Items.

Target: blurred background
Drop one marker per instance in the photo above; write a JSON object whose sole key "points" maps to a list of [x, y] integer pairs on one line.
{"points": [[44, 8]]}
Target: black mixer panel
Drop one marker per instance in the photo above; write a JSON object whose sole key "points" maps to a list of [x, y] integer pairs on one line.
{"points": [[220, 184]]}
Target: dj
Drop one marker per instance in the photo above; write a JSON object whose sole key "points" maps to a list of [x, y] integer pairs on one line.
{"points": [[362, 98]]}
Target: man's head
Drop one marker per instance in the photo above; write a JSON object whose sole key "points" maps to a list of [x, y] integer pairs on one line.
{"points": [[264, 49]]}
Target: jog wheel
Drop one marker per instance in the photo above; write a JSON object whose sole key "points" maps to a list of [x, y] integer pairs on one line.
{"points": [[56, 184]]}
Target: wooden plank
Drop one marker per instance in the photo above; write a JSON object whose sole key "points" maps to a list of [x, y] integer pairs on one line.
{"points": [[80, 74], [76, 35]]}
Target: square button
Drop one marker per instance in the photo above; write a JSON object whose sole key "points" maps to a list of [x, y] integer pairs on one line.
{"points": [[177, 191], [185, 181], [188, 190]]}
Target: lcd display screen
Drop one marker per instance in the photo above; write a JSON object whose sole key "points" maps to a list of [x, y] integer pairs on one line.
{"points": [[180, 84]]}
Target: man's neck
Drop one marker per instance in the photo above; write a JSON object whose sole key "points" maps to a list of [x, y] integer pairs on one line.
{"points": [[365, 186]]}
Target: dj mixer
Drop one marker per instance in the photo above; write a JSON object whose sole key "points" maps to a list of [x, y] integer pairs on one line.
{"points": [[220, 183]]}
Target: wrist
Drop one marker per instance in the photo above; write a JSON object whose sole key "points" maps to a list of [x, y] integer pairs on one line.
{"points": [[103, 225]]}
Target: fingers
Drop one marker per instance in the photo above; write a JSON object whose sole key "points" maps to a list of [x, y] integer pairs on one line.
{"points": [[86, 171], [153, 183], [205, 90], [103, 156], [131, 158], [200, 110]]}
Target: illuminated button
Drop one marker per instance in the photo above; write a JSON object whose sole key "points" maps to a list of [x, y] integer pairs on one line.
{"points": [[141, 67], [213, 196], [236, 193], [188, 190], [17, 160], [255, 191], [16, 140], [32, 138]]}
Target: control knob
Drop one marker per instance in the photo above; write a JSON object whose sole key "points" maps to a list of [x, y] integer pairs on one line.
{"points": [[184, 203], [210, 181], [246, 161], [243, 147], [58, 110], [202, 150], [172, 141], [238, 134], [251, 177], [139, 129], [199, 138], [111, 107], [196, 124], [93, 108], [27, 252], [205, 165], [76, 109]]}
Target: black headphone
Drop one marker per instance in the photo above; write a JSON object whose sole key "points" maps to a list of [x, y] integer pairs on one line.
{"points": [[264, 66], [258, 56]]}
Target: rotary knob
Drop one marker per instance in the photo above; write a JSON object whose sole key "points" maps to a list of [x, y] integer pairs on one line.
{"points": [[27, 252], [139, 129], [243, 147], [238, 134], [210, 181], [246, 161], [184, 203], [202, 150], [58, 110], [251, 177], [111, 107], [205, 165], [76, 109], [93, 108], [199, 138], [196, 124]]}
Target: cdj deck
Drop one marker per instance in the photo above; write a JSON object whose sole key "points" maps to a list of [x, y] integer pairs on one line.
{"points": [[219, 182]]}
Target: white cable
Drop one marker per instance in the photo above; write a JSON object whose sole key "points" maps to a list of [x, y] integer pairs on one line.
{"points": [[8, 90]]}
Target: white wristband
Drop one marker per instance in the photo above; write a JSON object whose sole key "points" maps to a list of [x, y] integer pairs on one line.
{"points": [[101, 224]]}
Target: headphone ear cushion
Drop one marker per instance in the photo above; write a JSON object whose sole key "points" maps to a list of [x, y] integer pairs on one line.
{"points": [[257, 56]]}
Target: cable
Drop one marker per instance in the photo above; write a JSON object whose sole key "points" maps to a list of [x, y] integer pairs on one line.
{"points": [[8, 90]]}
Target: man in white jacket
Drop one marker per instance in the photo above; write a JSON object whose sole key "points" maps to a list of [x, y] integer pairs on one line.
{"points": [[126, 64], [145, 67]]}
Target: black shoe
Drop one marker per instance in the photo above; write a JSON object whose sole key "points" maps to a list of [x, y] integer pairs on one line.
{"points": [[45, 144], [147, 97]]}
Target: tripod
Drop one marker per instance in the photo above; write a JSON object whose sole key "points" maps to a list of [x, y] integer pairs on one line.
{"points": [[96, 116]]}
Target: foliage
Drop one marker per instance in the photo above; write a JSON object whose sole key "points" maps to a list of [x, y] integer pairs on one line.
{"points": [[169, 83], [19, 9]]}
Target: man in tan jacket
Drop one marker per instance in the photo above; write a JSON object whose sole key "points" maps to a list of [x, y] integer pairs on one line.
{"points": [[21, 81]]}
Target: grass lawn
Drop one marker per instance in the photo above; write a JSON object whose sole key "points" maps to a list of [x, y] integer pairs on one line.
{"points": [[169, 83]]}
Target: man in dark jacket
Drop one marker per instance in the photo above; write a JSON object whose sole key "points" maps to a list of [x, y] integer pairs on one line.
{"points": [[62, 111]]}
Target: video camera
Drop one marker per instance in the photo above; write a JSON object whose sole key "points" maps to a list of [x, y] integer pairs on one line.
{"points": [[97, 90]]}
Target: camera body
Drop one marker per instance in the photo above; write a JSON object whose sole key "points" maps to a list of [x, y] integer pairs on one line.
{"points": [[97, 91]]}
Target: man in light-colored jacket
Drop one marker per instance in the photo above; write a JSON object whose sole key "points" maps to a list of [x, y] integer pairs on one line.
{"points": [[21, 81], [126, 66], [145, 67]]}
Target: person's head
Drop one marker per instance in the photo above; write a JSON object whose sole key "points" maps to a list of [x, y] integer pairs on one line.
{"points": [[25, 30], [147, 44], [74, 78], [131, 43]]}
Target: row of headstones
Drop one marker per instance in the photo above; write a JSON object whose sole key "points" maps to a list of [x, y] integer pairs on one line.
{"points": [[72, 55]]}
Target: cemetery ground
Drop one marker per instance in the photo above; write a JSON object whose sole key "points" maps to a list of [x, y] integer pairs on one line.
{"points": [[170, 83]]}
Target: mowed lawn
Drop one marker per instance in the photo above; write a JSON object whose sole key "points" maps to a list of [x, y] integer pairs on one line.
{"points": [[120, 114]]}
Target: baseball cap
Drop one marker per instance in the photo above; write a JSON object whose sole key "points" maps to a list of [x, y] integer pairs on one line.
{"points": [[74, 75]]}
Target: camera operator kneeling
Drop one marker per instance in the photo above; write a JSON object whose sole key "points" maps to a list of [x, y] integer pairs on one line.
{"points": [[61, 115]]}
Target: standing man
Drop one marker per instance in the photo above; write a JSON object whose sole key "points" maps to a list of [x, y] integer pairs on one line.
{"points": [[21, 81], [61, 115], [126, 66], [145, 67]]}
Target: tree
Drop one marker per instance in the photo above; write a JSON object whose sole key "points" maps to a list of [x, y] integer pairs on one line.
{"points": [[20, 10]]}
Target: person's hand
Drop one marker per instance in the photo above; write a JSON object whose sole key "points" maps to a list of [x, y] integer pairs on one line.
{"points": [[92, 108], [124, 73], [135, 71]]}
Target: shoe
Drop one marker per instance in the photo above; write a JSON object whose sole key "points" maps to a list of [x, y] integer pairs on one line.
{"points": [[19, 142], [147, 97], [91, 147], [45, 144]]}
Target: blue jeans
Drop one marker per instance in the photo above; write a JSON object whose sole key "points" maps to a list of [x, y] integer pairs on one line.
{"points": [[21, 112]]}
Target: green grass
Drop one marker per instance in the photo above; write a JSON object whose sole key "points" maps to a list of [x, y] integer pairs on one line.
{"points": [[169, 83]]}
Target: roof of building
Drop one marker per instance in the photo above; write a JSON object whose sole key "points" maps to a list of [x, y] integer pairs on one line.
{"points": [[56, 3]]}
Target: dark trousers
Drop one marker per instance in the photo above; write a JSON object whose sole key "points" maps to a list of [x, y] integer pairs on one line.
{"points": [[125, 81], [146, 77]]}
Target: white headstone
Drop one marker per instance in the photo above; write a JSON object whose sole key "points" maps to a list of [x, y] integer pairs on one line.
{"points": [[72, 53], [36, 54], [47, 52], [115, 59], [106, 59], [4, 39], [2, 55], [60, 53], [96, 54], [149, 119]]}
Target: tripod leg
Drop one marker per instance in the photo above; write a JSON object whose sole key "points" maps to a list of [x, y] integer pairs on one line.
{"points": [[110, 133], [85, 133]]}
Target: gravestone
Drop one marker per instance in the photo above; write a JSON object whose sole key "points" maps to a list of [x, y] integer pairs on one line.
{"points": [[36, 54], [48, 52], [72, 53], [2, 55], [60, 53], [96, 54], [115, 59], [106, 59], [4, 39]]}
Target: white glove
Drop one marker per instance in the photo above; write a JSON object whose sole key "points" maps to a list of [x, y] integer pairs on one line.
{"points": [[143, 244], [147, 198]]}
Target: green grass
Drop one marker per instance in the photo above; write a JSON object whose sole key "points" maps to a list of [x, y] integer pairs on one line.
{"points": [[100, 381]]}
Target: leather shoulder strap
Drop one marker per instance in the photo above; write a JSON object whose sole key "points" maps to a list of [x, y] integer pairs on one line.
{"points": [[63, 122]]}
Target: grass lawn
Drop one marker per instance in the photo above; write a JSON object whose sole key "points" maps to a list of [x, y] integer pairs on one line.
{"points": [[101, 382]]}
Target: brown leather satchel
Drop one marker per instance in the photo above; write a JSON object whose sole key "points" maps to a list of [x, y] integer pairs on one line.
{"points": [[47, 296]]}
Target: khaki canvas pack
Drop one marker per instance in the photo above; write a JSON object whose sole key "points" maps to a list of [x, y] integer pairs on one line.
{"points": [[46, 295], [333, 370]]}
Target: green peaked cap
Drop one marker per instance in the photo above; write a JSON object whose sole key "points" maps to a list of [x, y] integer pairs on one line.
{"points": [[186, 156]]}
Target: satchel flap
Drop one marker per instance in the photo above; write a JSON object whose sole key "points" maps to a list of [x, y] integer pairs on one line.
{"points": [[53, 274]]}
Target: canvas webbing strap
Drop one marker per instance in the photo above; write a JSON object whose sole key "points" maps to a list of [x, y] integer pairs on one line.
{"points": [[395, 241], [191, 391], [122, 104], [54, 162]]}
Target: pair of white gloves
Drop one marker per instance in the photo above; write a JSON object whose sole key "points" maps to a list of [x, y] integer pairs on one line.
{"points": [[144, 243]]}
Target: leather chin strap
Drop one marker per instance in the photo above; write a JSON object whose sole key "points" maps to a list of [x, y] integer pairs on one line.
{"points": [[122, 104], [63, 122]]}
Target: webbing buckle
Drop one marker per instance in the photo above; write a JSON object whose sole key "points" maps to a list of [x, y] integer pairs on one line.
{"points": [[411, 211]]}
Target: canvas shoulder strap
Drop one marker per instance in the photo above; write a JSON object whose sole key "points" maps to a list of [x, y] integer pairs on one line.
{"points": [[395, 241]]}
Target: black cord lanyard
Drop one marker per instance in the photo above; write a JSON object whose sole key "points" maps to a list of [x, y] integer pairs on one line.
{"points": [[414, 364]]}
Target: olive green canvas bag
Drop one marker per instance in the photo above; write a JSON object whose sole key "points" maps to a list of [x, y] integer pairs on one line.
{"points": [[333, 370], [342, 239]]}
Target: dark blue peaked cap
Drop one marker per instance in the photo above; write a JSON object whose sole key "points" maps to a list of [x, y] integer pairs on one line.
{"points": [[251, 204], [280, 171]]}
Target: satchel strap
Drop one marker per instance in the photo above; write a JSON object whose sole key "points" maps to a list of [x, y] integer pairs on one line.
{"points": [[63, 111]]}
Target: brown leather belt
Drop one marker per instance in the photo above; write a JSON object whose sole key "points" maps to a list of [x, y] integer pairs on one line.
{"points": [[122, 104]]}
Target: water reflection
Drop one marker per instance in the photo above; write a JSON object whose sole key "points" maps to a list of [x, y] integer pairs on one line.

Exercise prompt. Retype, exactly and only, the lines running from the one with "Target: canvas webbing strap" through the final line of the listing above.

Right answer.
Target: canvas webbing strap
Drop one marker per instance in the photo above; write a JSON object whose sole key "points" maps to a list of [x, y] integer pairs on one line.
{"points": [[395, 241], [191, 391], [122, 104], [54, 162]]}
Target: pair of white gloves
Drop one marker per instance in the photo above; write a JSON object whose sole key "points" maps to a list of [x, y] integer pairs on one line.
{"points": [[144, 243]]}
Target: leather chin strap
Drop one marker per instance in the photo above; write a JSON object whose sole key "points" maps to a list of [x, y] integer pairs on one line.
{"points": [[122, 104], [63, 122]]}
Target: webbing buckle
Drop one marker per instance in the photo above; write a JSON object whose sole key "points" maps to a list of [x, y] integer pairs on one line.
{"points": [[411, 211]]}
Target: canvas shoulder strap
Drop one marker per instance in the photo above; write a JSON object whose sole key "points" maps to a list of [x, y] integer pairs on one line.
{"points": [[395, 241]]}
Target: black cord lanyard
Drop one marker per instance in the photo above; write a JSON object whose sole key "points" maps to a list of [x, y] integer pairs on one line.
{"points": [[414, 364]]}
Target: olive green canvas bag
Drop one marker per instance in the photo above; write a JSON object whose sole key "points" maps to a list of [x, y] integer pairs on one line.
{"points": [[333, 370], [342, 239]]}
Target: dark blue peaked cap
Drop one marker per instance in the photo above; write a JSON object whose sole key "points" maps to a list of [x, y] integer pairs on one line.
{"points": [[251, 204], [280, 171]]}
Target: satchel strap
Drop one marker per instance in the photo above; write a JSON object whose sole key "points" maps to a list of [x, y] integer pairs on one line.
{"points": [[63, 111]]}
Target: brown leather belt
Drop one marker per instance in the photo above; write a JSON object whose sole key "points" maps to a list of [x, y] integer pairs on one line.
{"points": [[122, 104]]}
Target: water reflection
Drop one marker per instance in the photo above; write a JSON object whose sole key "points" maps to a list of [x, y] integer pairs on one line.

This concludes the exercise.